= YOUR INSTRUCTIONS =
Return every line from the one with "Query: green leaf" through the one with "like [269, 250].", inclusive, exactly as it appears below.

RECORDED DATA Start Marker

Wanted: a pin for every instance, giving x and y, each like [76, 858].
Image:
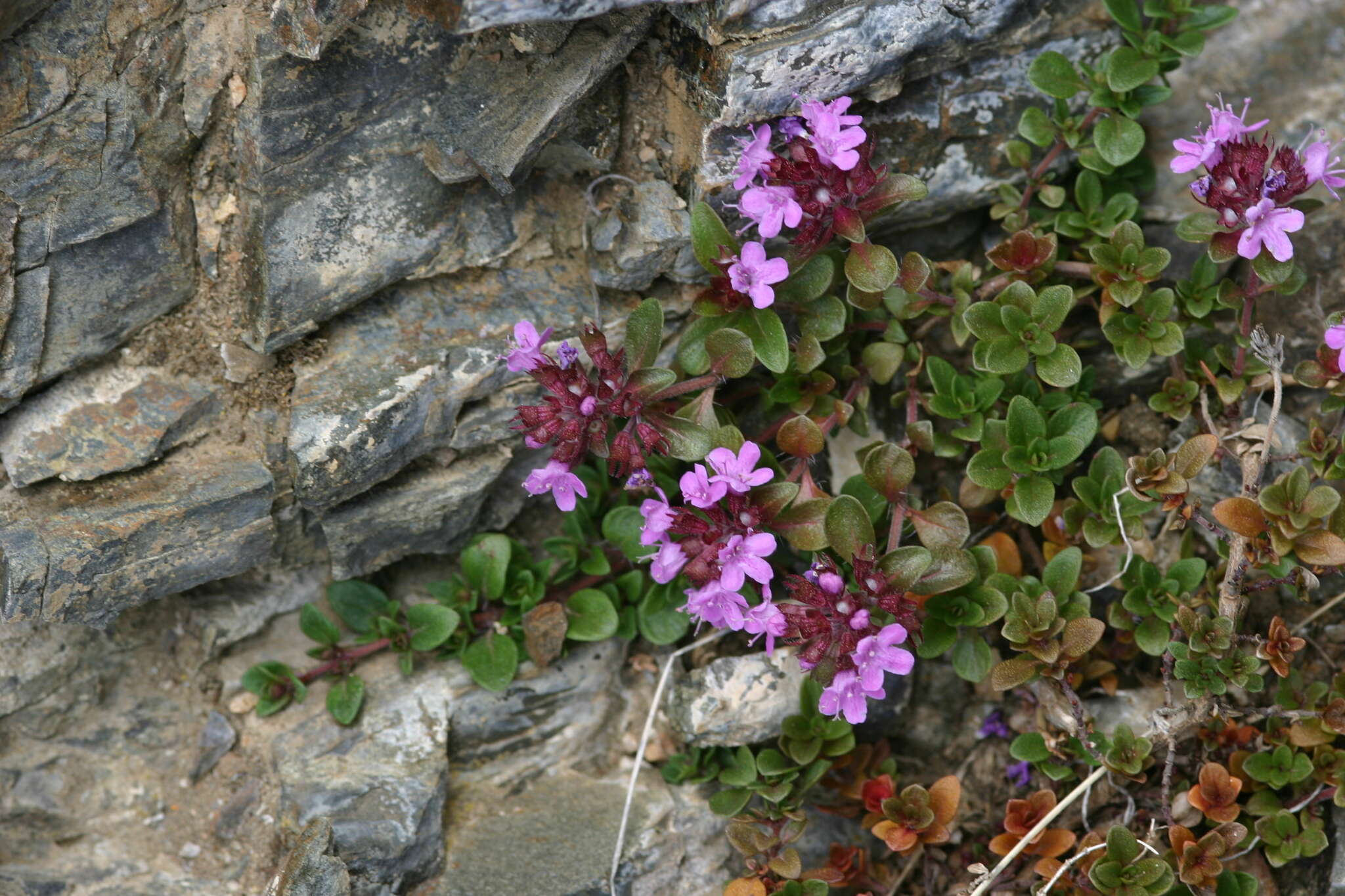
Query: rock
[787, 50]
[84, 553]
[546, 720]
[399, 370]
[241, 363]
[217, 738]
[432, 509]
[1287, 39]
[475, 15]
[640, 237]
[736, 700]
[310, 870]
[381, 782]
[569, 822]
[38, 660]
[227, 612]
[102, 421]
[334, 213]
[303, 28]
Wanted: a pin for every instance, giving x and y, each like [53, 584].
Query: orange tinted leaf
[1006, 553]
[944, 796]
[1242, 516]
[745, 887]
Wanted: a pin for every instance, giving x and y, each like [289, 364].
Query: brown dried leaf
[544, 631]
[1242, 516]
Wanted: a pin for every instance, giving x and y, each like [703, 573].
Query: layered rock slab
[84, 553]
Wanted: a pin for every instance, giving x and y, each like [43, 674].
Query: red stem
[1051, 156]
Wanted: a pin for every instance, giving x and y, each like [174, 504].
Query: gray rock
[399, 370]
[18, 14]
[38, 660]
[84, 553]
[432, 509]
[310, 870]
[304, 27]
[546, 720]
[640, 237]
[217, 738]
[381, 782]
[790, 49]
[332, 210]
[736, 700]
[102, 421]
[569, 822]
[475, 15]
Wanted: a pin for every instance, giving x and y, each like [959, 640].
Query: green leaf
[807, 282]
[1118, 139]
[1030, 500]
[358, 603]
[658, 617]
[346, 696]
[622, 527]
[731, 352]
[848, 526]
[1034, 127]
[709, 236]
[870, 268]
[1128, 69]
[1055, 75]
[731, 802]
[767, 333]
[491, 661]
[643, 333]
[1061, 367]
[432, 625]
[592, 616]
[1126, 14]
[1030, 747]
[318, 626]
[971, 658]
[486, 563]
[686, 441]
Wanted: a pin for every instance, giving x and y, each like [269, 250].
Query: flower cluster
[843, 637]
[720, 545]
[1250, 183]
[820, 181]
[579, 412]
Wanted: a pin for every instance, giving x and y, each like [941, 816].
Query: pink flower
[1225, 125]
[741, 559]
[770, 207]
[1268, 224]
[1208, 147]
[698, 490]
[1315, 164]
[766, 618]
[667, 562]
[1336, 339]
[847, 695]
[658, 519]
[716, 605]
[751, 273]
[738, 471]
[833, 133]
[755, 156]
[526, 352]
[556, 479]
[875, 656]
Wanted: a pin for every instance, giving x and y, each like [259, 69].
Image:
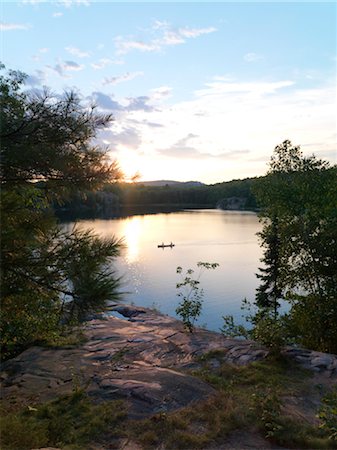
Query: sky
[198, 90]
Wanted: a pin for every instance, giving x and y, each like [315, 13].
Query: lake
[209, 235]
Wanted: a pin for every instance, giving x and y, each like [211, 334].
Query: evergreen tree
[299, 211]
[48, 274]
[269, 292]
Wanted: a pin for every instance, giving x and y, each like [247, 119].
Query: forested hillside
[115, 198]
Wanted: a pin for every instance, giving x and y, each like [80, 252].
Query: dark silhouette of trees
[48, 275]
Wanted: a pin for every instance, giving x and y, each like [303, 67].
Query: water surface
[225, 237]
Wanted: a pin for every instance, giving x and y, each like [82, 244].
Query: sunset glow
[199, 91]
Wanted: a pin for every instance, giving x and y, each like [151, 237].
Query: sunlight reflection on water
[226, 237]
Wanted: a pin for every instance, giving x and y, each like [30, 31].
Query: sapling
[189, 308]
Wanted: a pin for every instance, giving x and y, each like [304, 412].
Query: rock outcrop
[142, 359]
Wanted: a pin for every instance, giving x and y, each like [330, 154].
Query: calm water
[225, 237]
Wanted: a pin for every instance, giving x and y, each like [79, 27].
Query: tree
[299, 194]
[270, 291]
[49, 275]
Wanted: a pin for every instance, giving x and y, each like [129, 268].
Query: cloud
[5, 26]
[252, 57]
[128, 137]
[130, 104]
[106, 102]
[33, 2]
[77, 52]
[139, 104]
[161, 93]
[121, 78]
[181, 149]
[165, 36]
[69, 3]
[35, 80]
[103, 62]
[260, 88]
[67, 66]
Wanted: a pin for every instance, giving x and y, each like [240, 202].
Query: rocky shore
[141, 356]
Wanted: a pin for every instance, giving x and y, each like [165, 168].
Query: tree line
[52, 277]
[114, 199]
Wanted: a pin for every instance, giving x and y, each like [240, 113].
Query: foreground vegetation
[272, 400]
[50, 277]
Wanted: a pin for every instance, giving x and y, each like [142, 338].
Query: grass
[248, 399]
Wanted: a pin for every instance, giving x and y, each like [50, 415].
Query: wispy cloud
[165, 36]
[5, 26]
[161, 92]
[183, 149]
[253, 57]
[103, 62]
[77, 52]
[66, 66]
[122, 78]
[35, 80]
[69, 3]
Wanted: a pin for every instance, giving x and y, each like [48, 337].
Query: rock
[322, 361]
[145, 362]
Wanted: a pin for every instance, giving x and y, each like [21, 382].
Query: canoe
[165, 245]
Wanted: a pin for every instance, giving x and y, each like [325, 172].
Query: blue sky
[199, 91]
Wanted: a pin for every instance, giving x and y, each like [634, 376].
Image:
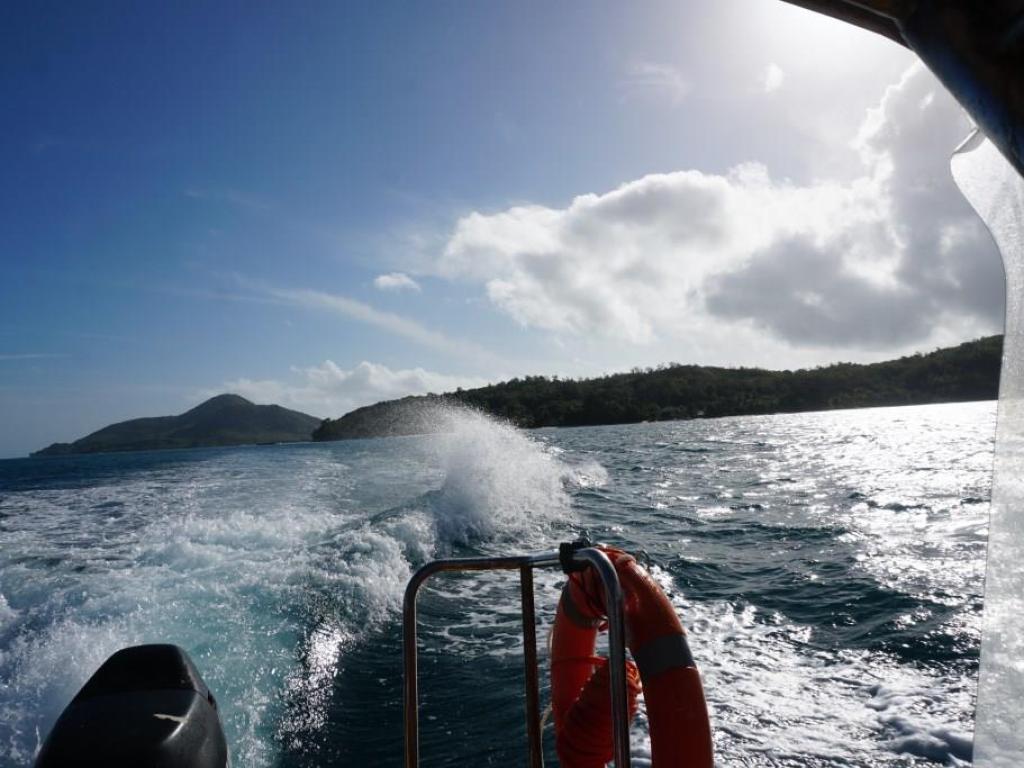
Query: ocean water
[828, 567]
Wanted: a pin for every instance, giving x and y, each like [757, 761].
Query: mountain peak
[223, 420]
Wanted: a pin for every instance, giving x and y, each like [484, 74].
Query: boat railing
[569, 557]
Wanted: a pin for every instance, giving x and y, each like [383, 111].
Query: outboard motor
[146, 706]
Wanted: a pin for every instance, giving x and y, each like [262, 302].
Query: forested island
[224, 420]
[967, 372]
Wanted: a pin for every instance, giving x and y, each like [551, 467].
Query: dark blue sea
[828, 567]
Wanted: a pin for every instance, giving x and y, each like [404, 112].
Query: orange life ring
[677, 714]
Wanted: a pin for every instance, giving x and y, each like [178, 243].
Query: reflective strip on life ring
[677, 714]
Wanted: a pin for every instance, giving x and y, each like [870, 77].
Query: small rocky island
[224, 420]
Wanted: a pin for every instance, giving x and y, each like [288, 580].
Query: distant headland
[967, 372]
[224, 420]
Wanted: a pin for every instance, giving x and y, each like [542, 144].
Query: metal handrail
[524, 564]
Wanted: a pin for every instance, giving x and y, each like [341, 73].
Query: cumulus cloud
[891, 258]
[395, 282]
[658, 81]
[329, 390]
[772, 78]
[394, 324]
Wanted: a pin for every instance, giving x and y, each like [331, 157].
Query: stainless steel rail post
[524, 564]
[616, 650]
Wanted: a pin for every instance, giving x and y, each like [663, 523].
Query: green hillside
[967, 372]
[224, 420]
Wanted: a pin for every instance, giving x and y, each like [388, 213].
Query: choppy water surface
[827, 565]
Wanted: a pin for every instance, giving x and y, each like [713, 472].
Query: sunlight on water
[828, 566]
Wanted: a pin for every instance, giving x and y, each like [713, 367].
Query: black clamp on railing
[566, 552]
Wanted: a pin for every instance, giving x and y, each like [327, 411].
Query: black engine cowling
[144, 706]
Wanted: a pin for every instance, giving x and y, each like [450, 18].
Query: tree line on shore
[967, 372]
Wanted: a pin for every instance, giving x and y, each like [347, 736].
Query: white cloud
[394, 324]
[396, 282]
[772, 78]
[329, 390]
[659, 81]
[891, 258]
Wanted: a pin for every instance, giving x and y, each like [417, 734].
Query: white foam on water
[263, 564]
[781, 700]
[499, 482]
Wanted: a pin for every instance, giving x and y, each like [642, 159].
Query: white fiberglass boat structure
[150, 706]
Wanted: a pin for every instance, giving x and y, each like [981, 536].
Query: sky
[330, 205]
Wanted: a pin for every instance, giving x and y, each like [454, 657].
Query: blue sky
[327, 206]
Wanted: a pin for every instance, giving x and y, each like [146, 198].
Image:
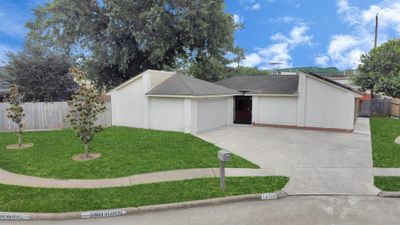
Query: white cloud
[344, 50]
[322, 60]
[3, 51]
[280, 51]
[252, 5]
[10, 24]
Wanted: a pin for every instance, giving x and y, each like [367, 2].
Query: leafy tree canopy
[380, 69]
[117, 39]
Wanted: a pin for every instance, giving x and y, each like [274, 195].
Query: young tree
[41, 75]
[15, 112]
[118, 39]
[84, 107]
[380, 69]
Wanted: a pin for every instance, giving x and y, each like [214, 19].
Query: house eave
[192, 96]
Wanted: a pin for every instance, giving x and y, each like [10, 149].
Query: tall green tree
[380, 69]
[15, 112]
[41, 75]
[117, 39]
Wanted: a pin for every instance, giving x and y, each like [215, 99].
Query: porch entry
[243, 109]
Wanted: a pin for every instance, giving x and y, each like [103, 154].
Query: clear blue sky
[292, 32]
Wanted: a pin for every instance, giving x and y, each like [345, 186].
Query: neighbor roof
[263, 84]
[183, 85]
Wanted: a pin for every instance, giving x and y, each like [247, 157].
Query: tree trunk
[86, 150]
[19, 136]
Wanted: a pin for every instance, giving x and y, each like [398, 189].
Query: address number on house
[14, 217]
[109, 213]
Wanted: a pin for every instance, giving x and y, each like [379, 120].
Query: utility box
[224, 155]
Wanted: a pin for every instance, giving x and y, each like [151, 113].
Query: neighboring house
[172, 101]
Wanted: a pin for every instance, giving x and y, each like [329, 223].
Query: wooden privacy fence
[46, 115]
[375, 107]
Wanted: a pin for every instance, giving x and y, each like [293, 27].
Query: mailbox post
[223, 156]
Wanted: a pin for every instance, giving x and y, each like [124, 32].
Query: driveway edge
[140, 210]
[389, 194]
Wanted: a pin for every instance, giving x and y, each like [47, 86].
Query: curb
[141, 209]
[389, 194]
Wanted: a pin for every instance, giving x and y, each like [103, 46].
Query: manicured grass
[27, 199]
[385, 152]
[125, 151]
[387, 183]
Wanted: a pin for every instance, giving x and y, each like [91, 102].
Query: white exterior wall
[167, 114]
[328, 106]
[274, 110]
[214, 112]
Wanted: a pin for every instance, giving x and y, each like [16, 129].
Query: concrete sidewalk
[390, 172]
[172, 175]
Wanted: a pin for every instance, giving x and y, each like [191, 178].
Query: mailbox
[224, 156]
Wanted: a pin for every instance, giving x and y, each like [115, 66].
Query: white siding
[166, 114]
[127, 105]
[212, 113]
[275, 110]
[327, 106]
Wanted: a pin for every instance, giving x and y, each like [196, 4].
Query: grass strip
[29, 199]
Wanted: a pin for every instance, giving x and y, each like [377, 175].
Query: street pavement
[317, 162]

RECORDED DATA End Marker

= SOLUTION BELOW =
Query: green leaf
[807, 282]
[1118, 139]
[1030, 500]
[358, 603]
[658, 617]
[346, 696]
[622, 527]
[731, 352]
[848, 526]
[1034, 127]
[709, 236]
[870, 268]
[1128, 69]
[1055, 75]
[731, 802]
[767, 333]
[491, 661]
[643, 333]
[1061, 367]
[432, 625]
[592, 616]
[1126, 14]
[1030, 747]
[318, 626]
[971, 658]
[486, 563]
[686, 441]
Wanted: a pin for every instance, giving x and y, each like [269, 250].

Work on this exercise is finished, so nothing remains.